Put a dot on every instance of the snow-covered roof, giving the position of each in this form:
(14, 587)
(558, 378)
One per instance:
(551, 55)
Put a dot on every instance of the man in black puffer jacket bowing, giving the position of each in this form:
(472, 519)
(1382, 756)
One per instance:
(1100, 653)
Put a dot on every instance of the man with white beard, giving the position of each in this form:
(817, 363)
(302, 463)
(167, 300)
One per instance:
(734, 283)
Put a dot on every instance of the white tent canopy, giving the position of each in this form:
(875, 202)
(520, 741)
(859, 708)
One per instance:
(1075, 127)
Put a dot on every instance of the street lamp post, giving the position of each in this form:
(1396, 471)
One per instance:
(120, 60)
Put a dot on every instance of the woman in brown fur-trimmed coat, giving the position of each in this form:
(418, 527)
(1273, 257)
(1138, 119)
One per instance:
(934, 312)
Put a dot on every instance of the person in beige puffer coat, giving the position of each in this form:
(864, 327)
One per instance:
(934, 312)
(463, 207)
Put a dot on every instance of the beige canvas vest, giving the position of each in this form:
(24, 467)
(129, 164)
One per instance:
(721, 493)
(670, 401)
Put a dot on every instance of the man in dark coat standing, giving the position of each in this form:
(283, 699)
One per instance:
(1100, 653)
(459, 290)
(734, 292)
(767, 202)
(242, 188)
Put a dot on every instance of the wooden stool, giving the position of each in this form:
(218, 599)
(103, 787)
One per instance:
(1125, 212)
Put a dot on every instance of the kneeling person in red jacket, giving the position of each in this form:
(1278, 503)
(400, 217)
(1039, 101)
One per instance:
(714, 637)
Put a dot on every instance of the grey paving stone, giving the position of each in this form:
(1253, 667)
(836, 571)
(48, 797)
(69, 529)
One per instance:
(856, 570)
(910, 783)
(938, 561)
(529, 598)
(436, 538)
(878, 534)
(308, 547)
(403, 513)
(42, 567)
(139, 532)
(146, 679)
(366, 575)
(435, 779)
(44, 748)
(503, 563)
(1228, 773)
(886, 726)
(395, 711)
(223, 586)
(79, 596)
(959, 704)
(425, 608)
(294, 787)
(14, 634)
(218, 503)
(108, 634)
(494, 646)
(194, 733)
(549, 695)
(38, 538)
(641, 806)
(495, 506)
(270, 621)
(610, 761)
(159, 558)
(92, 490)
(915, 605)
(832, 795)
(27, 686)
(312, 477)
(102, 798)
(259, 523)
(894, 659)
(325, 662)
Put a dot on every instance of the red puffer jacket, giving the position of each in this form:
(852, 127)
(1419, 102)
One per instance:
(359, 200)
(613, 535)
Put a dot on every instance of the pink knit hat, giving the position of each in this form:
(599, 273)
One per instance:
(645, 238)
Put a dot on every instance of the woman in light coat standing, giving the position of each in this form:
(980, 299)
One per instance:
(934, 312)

● ● ● ● ●

The entries above must be returned in full, exactly as shown.

* **Final answer**
Put a dot on every instance of the snow-covered roof, giving the position of each in this form:
(14, 587)
(558, 378)
One per instance:
(551, 55)
Put a dot on every instance of the man in black puffer jacket bowing, giving the position of each in this form:
(472, 519)
(1382, 756)
One per instance:
(1100, 653)
Put a dot on every instance of the man with white beard, giving the position of each in this form:
(817, 363)
(302, 463)
(167, 300)
One per instance:
(734, 283)
Put a dot on every instance of the white tent canopy, giving the position of each in this form:
(875, 202)
(520, 741)
(859, 708)
One per instance:
(1075, 127)
Put a dot on every instance of the street lamp post, giving the position of each in this form:
(1396, 471)
One per instance:
(120, 60)
Put a dot on every instance of the woman in brown fur-trimmed coat, giving the position of each in this form:
(418, 527)
(1273, 257)
(1138, 119)
One per instance:
(934, 312)
Put a dot on every instance of the person in beige puffer coat, giving the position of each in this form:
(864, 327)
One per instance:
(934, 312)
(463, 207)
Put a dot on every instance of the beige canvas vest, giving the position of each in this form:
(24, 467)
(129, 164)
One per instance:
(721, 493)
(670, 401)
Put a dot on every instance of the man in dark coat standing, giving the position of each in this form:
(283, 699)
One per instance:
(1100, 653)
(459, 290)
(734, 292)
(767, 202)
(242, 188)
Put a dot on every instance of the wooden stool, giving the position of each in this form:
(218, 599)
(103, 787)
One per instance:
(1125, 212)
Put a dot on every instance of the kneeling person in red jacket, giving the position of each in this form:
(1278, 503)
(400, 217)
(1039, 101)
One per instance:
(714, 637)
Put a dot on every instance of the grey paving stone, giving the position of each in this form:
(1253, 667)
(836, 571)
(48, 797)
(69, 529)
One per instance:
(856, 570)
(910, 783)
(938, 561)
(529, 598)
(436, 538)
(878, 534)
(308, 547)
(403, 513)
(42, 567)
(139, 532)
(146, 679)
(366, 575)
(435, 779)
(44, 748)
(503, 563)
(1228, 773)
(886, 726)
(395, 711)
(223, 586)
(79, 596)
(959, 704)
(425, 608)
(294, 787)
(14, 634)
(218, 503)
(108, 634)
(494, 646)
(194, 733)
(549, 695)
(38, 538)
(641, 806)
(495, 506)
(270, 621)
(610, 761)
(159, 558)
(92, 490)
(915, 605)
(832, 795)
(27, 686)
(312, 477)
(102, 798)
(259, 523)
(894, 659)
(325, 662)
Put a dot on every instance of the red puffer jacket, giving the position of each in this form:
(852, 127)
(1419, 102)
One per instance:
(359, 200)
(613, 535)
Put a dot on every instance of the pink knit hat, giving the position of each in this form:
(599, 273)
One per instance:
(645, 238)
Put a dot on every instance of the woman in light coat standing, giving the position of each in this form:
(980, 299)
One per instance:
(934, 312)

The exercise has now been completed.